課題:
**A.** 地酒ブログの本文から、「おおむね月1更新。飲み手・書き手=小国文男」から「で、まずはこれを開けてみた。」までを、終わりの語句も含めて一字一句そのまま書き写せ。
**B.** 地酒ブログの本文にかぎかっこ付きで出てくる酒の銘柄名を、すべて挙げよ。
**C.** 地酒ブログの本文の続きを、最後の文のあとから書け。

══ 抜粋本文 ══

京都は伏見だけでも20を超える酒蔵がある酒どころ。そんな京都府内の地酒を飲みながら、リアルタイムで綴るお酒の話。
おおむね月1更新。飲み手・書き手=小国文男
以前このブログで、京都には松井酒造もあると指摘され、そやそや、そーだった、と気になっていたが、先日たまたま近所を通ることがあったので、ちょっと寄って買ってきた。銘柄はいろいろあるが、純米党の僕としてはどうしても純米酒に目がいく。純米酒の種類が少なく、特に吟醸、大吟醸に純米がないのがちょっと残念だが、代表銘柄の「京千歳」とブログですすめられた「富士千歳」のそれぞれ純米酒を買ってみた。
銘柄のなかに「金瓢」が含まれていたから驚いた。これはもともと祇園で生まれたお酒のようで、そこはいまこんなのになっている。数年前までは伏見酒造組合の蔵元一覧に名を連ねていた三宝酒造が醸造していたようで、このブログでも蔵元としてジャンル登録していたところだ。
事情は知らないが、どうやらその三宝酒造もなくなり、「金瓢」の銘柄は2007年にこの松井酒造に移ったようだ。なんだかちょっとした感慨がある。
さてささいなことだが、「京千歳」から飲むか「富士千歳」にするか、ちょっと悩んでいた。やっぱり礼儀としては、代表銘柄だろうと考えた。が、代表銘柄は何? ちょっと迷った。蔵のパンフレットでも「京千歳」が一番上に書いてあったのでたぶんそうだろうとは思いつつ、確信はない。京都府酒造組合連合会のサイトの蔵元一覧で、ようやく「京千歳」と確認できたので、まずはこれを開けてみた。
失礼ながら、正直なところあまり期待していなかった。データ的には普通の純米酒だ。それ故か、開栓時から意外にも香りがかぐわしい。お、香るやんか、といったところ。

═══
══ 抽出した情報 ══

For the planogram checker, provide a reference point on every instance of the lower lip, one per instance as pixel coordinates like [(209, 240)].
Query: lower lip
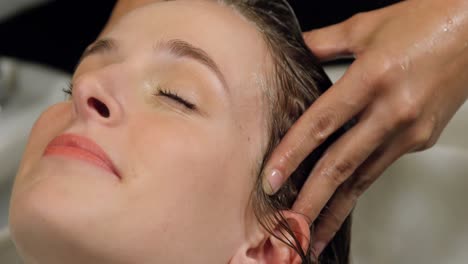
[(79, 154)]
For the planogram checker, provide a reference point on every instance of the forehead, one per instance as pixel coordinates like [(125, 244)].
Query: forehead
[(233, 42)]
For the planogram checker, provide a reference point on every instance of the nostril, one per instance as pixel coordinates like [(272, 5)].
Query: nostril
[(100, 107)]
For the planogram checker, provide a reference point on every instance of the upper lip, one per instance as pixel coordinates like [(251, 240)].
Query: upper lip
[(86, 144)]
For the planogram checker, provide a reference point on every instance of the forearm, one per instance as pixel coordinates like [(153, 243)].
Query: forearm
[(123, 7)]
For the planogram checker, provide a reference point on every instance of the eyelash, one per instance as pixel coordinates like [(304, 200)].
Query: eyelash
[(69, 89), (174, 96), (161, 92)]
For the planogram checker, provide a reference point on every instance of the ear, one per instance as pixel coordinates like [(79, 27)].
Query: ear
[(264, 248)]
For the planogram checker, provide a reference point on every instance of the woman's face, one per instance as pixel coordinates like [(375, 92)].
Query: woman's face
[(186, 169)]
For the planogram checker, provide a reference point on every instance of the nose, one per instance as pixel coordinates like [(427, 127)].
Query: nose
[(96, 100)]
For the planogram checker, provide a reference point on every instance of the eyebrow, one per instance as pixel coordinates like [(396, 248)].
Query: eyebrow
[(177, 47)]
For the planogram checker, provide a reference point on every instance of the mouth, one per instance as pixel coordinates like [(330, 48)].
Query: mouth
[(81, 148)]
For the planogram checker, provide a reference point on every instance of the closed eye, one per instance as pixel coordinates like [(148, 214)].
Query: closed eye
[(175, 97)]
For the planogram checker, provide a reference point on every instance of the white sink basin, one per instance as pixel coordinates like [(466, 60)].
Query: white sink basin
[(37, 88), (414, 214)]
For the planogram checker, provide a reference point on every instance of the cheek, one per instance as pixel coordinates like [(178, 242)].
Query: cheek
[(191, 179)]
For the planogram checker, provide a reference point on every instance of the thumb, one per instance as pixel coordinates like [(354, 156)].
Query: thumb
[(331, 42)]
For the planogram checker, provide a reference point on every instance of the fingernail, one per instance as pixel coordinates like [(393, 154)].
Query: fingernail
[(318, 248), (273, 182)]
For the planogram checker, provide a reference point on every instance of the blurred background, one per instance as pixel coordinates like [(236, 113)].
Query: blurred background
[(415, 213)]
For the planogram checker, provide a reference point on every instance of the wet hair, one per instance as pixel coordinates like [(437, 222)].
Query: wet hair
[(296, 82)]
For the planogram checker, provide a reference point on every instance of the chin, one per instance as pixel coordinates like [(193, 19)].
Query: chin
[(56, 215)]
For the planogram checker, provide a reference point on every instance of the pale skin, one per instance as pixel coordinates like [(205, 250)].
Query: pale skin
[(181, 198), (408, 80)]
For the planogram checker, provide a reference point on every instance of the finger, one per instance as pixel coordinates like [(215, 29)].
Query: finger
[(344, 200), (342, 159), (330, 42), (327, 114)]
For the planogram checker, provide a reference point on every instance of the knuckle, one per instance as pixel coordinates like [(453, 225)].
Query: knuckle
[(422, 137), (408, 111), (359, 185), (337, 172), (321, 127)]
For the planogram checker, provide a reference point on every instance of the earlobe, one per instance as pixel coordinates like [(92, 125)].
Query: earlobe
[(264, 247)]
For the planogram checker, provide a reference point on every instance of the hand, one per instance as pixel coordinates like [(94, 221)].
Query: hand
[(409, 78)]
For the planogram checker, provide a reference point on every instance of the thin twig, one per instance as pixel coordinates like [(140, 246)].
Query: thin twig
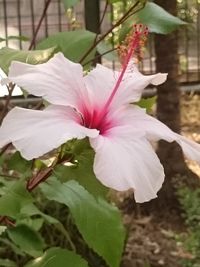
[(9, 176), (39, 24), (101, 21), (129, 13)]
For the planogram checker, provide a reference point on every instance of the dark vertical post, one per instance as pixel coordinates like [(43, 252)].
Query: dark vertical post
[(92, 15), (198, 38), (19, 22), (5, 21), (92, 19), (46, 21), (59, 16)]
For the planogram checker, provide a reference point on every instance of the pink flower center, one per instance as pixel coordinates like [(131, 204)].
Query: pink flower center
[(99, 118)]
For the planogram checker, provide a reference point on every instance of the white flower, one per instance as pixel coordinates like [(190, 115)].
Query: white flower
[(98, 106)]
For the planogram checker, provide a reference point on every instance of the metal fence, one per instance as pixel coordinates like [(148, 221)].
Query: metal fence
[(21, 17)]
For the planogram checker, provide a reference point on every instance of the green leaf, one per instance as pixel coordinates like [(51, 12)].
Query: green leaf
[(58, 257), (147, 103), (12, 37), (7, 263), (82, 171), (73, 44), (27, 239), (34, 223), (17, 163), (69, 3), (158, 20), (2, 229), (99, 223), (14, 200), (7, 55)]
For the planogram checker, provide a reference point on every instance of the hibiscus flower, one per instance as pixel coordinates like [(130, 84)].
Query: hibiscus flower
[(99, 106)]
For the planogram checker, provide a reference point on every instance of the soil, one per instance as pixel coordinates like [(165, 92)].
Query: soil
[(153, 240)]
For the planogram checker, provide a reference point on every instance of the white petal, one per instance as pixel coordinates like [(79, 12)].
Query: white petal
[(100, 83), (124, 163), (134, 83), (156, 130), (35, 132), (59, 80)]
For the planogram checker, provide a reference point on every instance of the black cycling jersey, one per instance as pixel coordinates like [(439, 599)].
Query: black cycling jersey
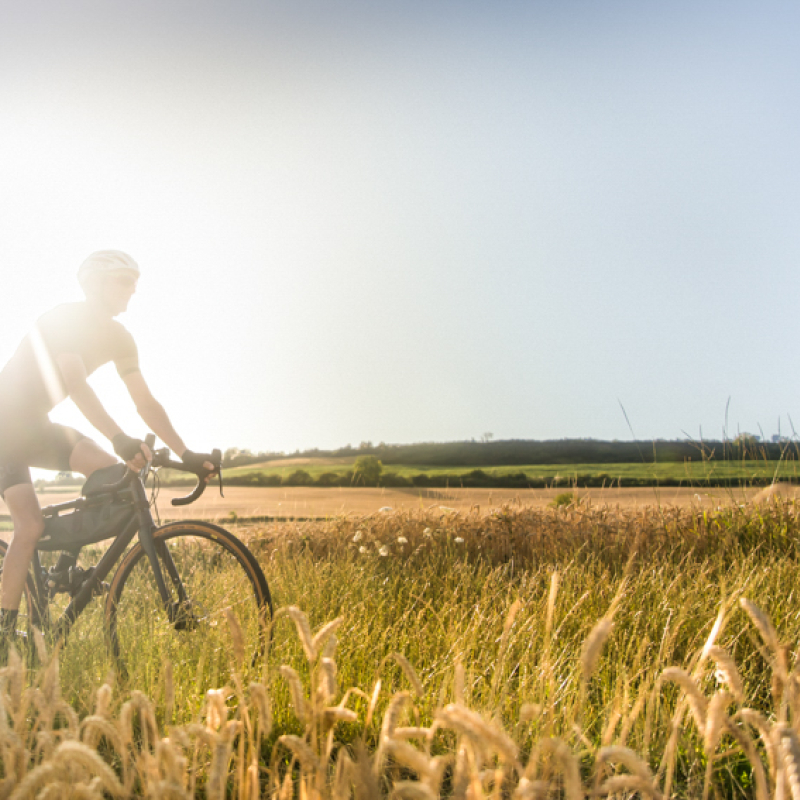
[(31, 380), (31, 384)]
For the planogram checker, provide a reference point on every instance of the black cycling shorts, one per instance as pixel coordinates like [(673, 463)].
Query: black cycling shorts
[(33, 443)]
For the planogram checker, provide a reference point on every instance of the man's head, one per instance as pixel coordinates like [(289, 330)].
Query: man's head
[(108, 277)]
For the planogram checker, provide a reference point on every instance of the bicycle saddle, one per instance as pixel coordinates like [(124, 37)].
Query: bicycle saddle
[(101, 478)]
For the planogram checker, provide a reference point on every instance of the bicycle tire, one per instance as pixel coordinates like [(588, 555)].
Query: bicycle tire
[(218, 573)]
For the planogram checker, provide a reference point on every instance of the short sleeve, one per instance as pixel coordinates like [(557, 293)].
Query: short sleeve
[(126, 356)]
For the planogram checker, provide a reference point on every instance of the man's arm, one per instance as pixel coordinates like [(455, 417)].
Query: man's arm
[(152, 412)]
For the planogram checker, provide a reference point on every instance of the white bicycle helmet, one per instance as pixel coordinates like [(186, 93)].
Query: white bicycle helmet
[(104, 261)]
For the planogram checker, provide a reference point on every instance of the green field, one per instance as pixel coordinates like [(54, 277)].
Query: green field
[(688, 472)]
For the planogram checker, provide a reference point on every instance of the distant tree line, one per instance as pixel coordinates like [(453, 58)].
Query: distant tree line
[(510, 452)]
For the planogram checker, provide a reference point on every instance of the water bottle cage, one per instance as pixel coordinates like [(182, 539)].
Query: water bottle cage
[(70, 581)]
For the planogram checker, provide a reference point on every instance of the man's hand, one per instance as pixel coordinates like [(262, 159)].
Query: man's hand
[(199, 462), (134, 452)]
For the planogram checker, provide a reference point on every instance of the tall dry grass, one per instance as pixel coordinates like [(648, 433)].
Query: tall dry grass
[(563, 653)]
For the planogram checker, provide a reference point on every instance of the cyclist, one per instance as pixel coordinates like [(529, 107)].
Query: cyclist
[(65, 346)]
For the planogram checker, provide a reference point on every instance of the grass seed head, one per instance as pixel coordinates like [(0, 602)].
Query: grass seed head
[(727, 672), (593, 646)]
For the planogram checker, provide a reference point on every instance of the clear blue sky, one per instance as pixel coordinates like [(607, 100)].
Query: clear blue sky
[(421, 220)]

═══

課題ごとの回答:
**A.**
おおむね月1更新。飲み手・書き手=小国文男
以前このブログで、京都には松井酒造もあると指摘され、そやそや、そーだった、と気になっていたが、先日たまたま近所を通ることがあったので、ちょっと寄って買ってきた。銘柄はいろいろあるが、純米党の僕としてはどうしても純米酒に目がいく。純米酒の種類が少なく、特に吟醸、大吟醸に純米がないのがちょっと残念だが、代表銘柄の「京千歳」とブログですすめられた「富士千歳」のそれぞれ純米酒を買ってみた。
銘柄のなかに「金瓢」が含まれていたから驚いた。これはもともと祇園で生まれたお酒のようで、そこはいまこんなのになっている。数年前までは伏見酒造組合の蔵元一覧に名を連ねていた三宝酒造が醸造していたようで、このブログでも蔵元としてジャンル登録していたところだ。
事情は知らないが、どうやらその三宝酒造もなくなり、「金瓢」の銘柄は2007年にこの松井酒造に移ったようだ。なんだかちょっとした感慨がある。
さてささいなことだが、「京千歳」から飲むか「富士千歳」にするか、ちょっと悩んでいた。やっぱり礼儀としては、代表銘柄だろうと考えた。が、代表銘柄は何? ちょっと迷った。蔵のパンフレットでも「京千歳」が一番上に書いてあったのでたぶんそうだろうとは思いつつ、確信はない。京都府酒造組合連合会のサイトの蔵元一覧で、ようやく「京千歳」と確認できたので、まずはこれを開けてみた。

**B.** 京千歳、富士千歳、金瓢

**C.**
口に含むと旨みを感じる。というか、ぶっちゃけたところ、やや甘い口当たりだ。でも喉ごしはややカーッとするものもある。
しばらく飲んでいると、鼻がマヒしてきたようで、あまり香りも感じない。口当たりや味も薄くなったような感じがする。それを淡麗と言ってもいいのだが、率直に言えばやや水っぽい感じなのだ。
そのくせというか、それ故というのか、アテがほしくなってきた。いつものポールウインナーはなかったが、冷蔵庫にちくわがあったのでもってきた。でも、いまいち合わない感じ。続いて、ビールのアテにと買っていたお豆さんを出してきた。これが合う。ちょっと口に辛いアテの方が合うのだ。
ふと気がつくと、いつもに比べて瓶に残る量が少ない。残りは1合くらいか。なんとなく不満を並べているように見えて、実際にはいつもより飲み方がすすんでしまっているあたり、たぶん一人でじっくりというより、ワイワイとにぎやかに飲む酒ではないかと思う。
【データ】
純米酒「京千歳」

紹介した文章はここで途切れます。